• AIM: Rewrite the passage of the panel box text starting at "As you strip" and ending at "ground wires first.", putting "hook" in place of every "nail".

··· SELECTED TEXT

Organizing a Panel Box
To create an orderly panel, plan where everything will go and then methodically execute that plan.
A neat, well-organized service panel or subpanel is easier and safer to work in; it will also be an easier panel in which to add circuits later on.
Labeling cables at outlets is important so that when it comes time to attach wires to devices, you’ll always know which switch controls which circuit. Labeling is equally important—perhaps more important—to identify the many cables converging on a panel box. Before you run each cable to the panel, use a permanent marker to write—right on the end of the Romex sheathing—which circuit the cable feeds: “Kitch A,” “Bath B,” “2d Flr Lights,” and so on.
Remove knockouts, insert connectors
Typically, most cables will approach and enter the panel from one direction—from above, if the panel is in the basement. Remove knockouts for the cables, starting with the largest cables, which take up more room and, being stiffer, are more difficult to muscle into place. Insert a cable connector (clamp) into each knockout you remove. Large feeder cables (#4AWG or larger) require insulated fittings (bushings) to protect wire insulation from sharp conduit edges. Most Romex cable, however, doesn’t require bushings—just appropriately sized cable connectors. Larger circuit cable (#10AWG and #8AWG) fits one per connector, but most household circuit cable (#12AWG or #14AWG) can fit two to a connector—but never more than two. (Cable connectors’ capacity is marked on the box or the instruction sheet.)
|PRO TIP: Wiring a panel is complicated, so many electricians divide the task into steps—cutting wires to length, stripping wire ends, bending wires toward a bus, tightening bus screws—and perform each step on all wires before going on to the next step. This greatly speeds a task because each step typically requires only one tool.|
Strip sheathing, identify hots
Once you have pulled cables into the box and tightened cable connectors, strip Romex cable sheathing, leaving at least 1⁄4 in. of sheathing extending into the panel box. Note: As you remove each cable’s sheathing, cut off the labeled end and slip that short piece of sheathing (called a “slug”) over the end of the cable’s hot wire. Bend the wire to keep the slug on. If cable feeds a 240v circuit, slip the slug over both of the cable’s hot wires. If a cable hot wire attaches to an AFCI or a GFCI breaker, slide the slug over its neutral, too; the neutral must attach to the AFCI or GFCI breaker, as explained below.
As you strip sheathing, the panel quickly fills up with the “spaghetti” of individual wires; many electricians drive a nail to one side of the box and loosely drape wires over the nail as they strip them, to get them out of the way. Once all the cable sheathing has been stripped, you can loosely group like-wire groups—grounds, neutrals, and hots—in advance of terminating them (attaching wires to lugs) inside the panel. As is customary in all phases of house wiring, terminate the ground wires first.

······
··· PROVIDED INFORMATION

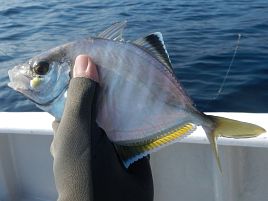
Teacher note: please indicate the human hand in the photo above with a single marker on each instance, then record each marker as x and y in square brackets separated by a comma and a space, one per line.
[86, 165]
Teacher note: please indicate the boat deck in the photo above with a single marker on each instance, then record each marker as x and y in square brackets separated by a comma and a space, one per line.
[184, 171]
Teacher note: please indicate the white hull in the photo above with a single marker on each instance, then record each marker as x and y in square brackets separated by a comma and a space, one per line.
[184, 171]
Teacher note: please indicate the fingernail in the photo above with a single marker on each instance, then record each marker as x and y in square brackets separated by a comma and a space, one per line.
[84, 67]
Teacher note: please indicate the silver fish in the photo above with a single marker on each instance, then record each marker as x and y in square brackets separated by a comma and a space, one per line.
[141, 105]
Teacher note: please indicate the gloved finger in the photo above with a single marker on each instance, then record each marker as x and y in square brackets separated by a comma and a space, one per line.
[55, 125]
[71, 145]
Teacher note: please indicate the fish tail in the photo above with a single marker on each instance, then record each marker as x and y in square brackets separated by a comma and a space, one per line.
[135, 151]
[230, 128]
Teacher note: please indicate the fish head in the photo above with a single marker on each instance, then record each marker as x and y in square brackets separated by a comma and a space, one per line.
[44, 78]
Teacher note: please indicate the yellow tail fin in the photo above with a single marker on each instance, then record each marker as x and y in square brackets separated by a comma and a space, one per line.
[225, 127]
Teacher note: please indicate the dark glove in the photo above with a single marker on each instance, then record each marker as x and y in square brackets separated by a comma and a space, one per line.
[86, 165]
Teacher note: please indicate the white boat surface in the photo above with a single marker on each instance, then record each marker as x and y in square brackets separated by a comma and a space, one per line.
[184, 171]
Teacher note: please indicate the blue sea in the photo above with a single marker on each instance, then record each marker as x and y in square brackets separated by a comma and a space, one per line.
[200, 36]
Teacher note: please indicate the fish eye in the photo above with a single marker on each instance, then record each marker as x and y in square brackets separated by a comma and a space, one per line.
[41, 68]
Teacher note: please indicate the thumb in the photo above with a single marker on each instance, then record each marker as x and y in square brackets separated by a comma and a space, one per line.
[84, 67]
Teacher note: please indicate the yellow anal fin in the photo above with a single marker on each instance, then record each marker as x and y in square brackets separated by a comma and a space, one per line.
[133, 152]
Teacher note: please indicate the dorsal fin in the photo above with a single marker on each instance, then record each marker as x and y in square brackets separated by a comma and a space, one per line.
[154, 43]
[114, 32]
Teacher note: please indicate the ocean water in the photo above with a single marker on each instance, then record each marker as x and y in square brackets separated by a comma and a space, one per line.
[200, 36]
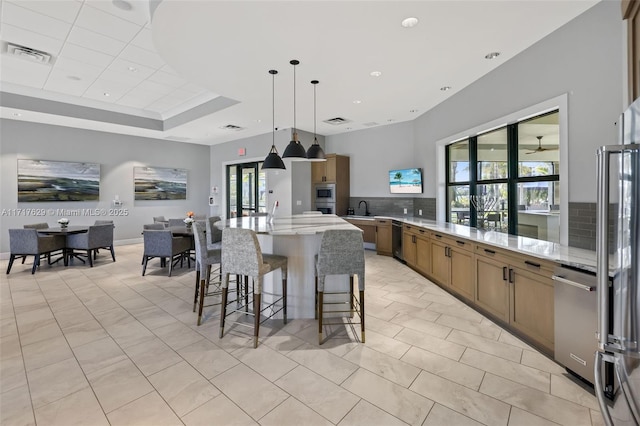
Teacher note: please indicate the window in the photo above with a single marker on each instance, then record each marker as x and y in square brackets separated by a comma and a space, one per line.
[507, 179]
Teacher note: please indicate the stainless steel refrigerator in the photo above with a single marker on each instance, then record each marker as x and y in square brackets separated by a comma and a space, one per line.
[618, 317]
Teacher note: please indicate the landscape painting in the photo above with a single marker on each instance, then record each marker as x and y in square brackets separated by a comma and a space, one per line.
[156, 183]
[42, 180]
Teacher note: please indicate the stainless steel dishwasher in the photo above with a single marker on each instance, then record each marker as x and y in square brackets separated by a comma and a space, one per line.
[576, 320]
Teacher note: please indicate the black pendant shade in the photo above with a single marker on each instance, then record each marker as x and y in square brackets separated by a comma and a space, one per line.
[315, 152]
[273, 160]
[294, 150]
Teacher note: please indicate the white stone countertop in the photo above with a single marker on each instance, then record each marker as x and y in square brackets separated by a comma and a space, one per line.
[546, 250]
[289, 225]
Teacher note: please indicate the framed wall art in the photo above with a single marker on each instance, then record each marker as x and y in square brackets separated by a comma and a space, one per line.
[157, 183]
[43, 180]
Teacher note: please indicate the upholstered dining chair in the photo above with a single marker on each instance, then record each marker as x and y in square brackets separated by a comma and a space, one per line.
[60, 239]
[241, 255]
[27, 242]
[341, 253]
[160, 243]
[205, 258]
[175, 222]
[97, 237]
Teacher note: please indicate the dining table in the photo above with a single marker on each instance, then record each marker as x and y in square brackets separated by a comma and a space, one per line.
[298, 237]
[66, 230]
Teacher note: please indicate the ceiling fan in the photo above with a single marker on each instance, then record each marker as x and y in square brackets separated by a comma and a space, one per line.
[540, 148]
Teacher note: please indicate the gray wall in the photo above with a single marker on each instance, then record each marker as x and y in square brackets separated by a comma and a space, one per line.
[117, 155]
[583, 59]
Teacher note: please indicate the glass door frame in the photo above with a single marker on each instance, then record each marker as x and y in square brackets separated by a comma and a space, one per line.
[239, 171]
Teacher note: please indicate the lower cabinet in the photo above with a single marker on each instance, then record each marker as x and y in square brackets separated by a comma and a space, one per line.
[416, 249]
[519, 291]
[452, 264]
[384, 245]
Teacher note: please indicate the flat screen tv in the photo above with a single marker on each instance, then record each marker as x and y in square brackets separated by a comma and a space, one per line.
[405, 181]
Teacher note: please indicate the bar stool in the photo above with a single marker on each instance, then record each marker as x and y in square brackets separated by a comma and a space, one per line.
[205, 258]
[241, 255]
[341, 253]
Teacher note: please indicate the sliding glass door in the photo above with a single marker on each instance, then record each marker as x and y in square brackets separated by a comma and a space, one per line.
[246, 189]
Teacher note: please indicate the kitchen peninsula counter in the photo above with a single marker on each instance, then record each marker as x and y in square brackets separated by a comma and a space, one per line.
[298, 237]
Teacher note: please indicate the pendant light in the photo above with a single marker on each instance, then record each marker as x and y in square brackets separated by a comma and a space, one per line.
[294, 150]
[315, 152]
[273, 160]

······

• RESULT OF THE TASK:
As you strip sheathing, the panel quickly fills up with the “spaghetti” of individual wires; many electricians drive a hook to one side of the box and loosely drape wires over the hook as they strip them, to get them out of the way. Once all the cable sheathing has been stripped, you can loosely group like-wire groups—grounds, neutrals, and hots—in advance of terminating them (attaching wires to lugs) inside the panel. As is customary in all phases of house wiring, terminate the ground wires first.